** Brief **
Retype every entry word for word. Omit the pictures.
====
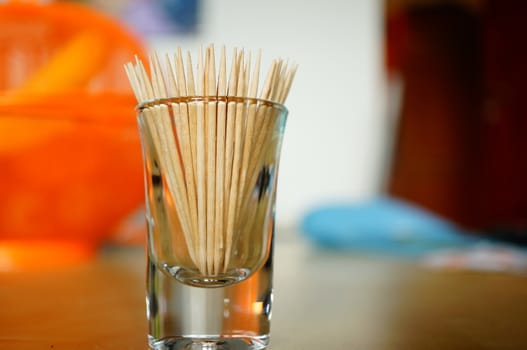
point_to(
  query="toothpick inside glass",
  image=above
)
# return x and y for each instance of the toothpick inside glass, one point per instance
(211, 163)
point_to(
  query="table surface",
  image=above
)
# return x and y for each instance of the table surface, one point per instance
(323, 300)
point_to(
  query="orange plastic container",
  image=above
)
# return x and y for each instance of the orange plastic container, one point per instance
(70, 161)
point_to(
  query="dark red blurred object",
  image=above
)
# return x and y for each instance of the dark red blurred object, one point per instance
(462, 135)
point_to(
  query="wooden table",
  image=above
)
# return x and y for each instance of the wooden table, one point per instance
(322, 301)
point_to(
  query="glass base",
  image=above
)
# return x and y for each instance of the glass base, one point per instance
(209, 343)
(232, 317)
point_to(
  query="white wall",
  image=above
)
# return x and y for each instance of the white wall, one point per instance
(333, 145)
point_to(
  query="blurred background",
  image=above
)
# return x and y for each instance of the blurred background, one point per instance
(406, 131)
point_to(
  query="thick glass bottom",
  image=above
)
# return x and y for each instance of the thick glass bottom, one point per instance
(185, 316)
(209, 343)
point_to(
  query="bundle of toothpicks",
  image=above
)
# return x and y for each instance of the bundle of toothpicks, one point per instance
(209, 150)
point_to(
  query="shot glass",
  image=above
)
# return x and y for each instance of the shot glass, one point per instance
(211, 166)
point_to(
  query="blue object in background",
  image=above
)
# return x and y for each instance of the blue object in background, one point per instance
(383, 225)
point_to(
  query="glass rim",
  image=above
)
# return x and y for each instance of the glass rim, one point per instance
(227, 99)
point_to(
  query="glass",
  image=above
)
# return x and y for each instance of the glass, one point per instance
(211, 166)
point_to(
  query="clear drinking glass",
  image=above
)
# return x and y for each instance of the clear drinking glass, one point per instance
(211, 166)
====
** Solution to the problem **
point_to(
  query="toothpick inside glass",
  image=above
)
# return x and y for each instance of the toothpick inside glass, one point per instance
(211, 163)
point_to(
  query="table surface",
  image=above
)
# return x and y for each instance of the table surface, one point per instance
(323, 300)
point_to(
  query="orange plastic container",
  image=above
)
# return x and y for each instance of the orange plastic container, one point per instance
(70, 161)
point_to(
  query="dark red blurred object",
  image=above
)
# return x and y for each instance of the dark red blurred object, one point per instance
(462, 135)
point_to(
  query="wooden table",
  image=above
)
# return x and y for each instance of the wooden table, one point per instance
(322, 301)
point_to(
  query="glass base",
  image=above
)
# return x and y for each instance of the glass base, one point per instance
(209, 343)
(232, 317)
point_to(
  query="white wall",
  image=above
)
# return x and y for each instance of the white wall, one point per instance
(333, 145)
point_to(
  query="blurred background",
  image=above
)
# return x and y for each instance of the blurred background, one point per instance
(406, 131)
point_to(
  query="thick glass bottom",
  image=above
)
# return x and y for each instance of the thick glass bottom, one point per instance
(185, 316)
(209, 343)
point_to(
  query="bundle of toothpicks",
  image=above
)
# return x and y for each instance of the bundle of toothpicks, one point per instance
(209, 150)
point_to(
  query="shot glass",
  image=above
)
# return x and y for each instance of the shot glass, one point per instance
(211, 166)
point_to(
  query="blue object in background",
  image=above
)
# return x and y for each instance of the blue object in background, one point per instance
(383, 225)
point_to(
  query="glass rim",
  image=above
)
# return x and y for each instance of the glass rim, one point per instance
(227, 99)
point_to(
  query="glass",
  image=above
)
# return x and y for each instance of the glass, one point per instance
(211, 166)
point_to(
  query="clear drinking glass",
  image=above
)
# return x and y for each instance of the clear drinking glass, one point per instance
(211, 166)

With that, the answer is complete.